> [Assignment]
Omit the pictures and return every entry exactly as written.

Recorded data:
■ ■ ■ ■ ■ ■ ■

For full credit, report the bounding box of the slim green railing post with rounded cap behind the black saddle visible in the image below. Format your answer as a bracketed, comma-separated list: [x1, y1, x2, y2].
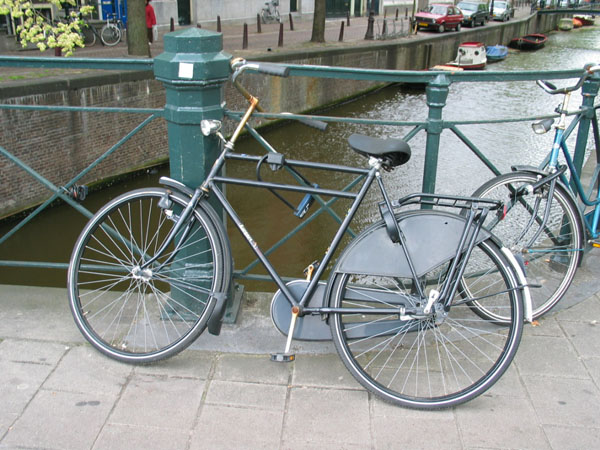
[422, 75, 450, 194]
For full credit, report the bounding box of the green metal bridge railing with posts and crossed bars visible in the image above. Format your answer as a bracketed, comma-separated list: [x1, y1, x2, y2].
[0, 29, 600, 284]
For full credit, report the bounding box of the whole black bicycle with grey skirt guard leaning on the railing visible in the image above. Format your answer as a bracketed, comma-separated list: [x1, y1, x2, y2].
[68, 59, 529, 409]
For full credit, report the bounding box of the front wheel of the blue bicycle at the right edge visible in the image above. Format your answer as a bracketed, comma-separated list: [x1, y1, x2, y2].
[473, 172, 584, 321]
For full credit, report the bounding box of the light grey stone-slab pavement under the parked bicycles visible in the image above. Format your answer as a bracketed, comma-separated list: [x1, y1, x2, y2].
[0, 243, 600, 450]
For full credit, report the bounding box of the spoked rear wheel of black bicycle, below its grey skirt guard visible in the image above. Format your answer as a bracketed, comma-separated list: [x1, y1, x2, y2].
[328, 225, 524, 409]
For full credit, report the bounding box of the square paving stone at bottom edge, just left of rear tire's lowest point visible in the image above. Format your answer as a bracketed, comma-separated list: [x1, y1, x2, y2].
[283, 387, 371, 448]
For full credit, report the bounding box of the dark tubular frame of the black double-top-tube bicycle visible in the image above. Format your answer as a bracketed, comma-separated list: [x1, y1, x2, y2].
[158, 97, 498, 326]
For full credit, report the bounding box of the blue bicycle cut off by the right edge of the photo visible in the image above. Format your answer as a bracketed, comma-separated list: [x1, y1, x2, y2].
[473, 65, 600, 320]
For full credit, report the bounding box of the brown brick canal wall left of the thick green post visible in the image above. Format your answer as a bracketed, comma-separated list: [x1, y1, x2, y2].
[0, 80, 168, 217]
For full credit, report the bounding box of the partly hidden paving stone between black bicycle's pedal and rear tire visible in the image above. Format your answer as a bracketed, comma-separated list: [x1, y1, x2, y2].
[292, 354, 363, 389]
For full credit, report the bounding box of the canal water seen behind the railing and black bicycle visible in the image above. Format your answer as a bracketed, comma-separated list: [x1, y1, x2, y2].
[0, 27, 600, 290]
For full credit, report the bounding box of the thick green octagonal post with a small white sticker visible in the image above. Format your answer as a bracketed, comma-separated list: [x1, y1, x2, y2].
[154, 28, 231, 312]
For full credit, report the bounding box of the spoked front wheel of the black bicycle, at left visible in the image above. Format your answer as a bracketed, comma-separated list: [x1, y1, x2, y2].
[68, 188, 232, 363]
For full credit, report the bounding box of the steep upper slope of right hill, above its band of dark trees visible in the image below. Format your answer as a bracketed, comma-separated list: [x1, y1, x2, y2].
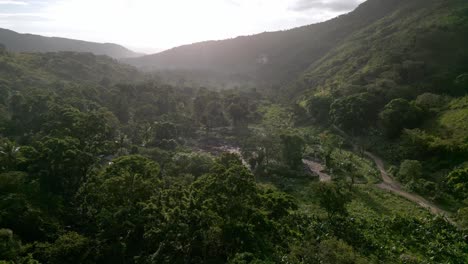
[296, 0, 468, 99]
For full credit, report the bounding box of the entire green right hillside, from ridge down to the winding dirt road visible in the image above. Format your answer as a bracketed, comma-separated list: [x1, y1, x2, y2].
[287, 0, 468, 212]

■ ■ ■ ■ ■ ■ ■

> [Task solution]
For full credit, report the bounding box of the slim green railing post with rounded cap behind the black saddle visible in the image below. Format your answer as a bracketed, comma-separated list: [x1, y1, x2, y2].
[422, 75, 450, 194]
For full credit, report the bounding box of the green metal bridge railing with posts and crossed bars visible in the image above. Format your answer as a bracketed, comma-separated list: [x1, y1, x2, y2].
[0, 29, 600, 284]
For full credit, report the bounding box of the whole black bicycle with grey skirt guard leaning on the railing visible in the image above. Format your answer as a bracketed, comma-separated list: [x1, y1, x2, y2].
[68, 59, 529, 409]
For full credit, report the bounding box of the front wheel of the blue bicycle at the right edge visible in the image above. Format your answer as a bracketed, comma-separated list: [x1, y1, x2, y2].
[473, 172, 584, 321]
For full credit, report the bounding box of the light grey stone-slab pavement under the parked bicycles visible in the image above. Format your answer as a bracketed, comma-separated list: [x1, y1, x2, y2].
[0, 243, 600, 450]
For full credit, report the bounding box of the spoked rear wheel of black bicycle, below its grey skirt guard visible in the image above. Format your answer as a bracketed, comma-separated list: [x1, y1, x2, y2].
[328, 225, 524, 409]
For full credit, report the bounding box of the square paving stone at bottom edge, just left of rear tire's lowest point visible in the image above. Format your answer as a bracketed, comma-separated list: [x1, y1, x2, y2].
[283, 387, 371, 448]
For full credit, report the bounding box of the dark tubular frame of the black double-top-tube bicycle visible in the image above. Format your answer as a bracketed, comma-separated list: [x1, y1, x2, y2].
[158, 97, 498, 326]
For full credit, report the bounding box of the blue bicycle cut off by the right edge of the photo visible in the image above. Format your answer as a bracketed, comma-separated list: [x1, y1, x2, y2].
[473, 65, 600, 320]
For full credit, report the bounding box of the brown brick canal wall left of the thick green post visible in the image above. Format your answer as a bracketed, comma-separated list: [x1, y1, x2, y2].
[0, 80, 168, 217]
For full credit, report the bounding box of the partly hidden paving stone between black bicycle's pedal and rear tire visible in the image above. Format your answer as a bracketed, comma-separated list: [x1, y1, x2, y2].
[292, 354, 363, 389]
For full credit, report the bounding box of the canal water seen behind the railing and black bicycle visible in the image above. Format your answer as a bracketed, comma-separated list: [x1, y1, x2, y2].
[0, 27, 600, 290]
For full credit, report the bounding box of the thick green octagonal post with a small white sticker visible in the image above. Format your answer as a bracketed, comma-separated list: [x1, y1, x2, y2].
[154, 28, 231, 312]
For full credit, report the bounding box of the spoked front wheel of the black bicycle, at left visible in the image above. Format your answer as a bracketed, comma-separated list: [x1, y1, x2, y2].
[68, 188, 232, 363]
For full credit, report the bounding box of the steep upper slope of right hill, above its band of dark trees visible in the image below. Format your answer as a bracketed, comma-separated list: [x1, y1, x2, y2].
[296, 0, 468, 99]
For full credit, report the bounding box of the entire green right hillside, from ridge down to the winding dirt road visible in the image above. Format your answer as a bracketed, comma-separated list: [x1, y1, x2, y2].
[287, 0, 468, 212]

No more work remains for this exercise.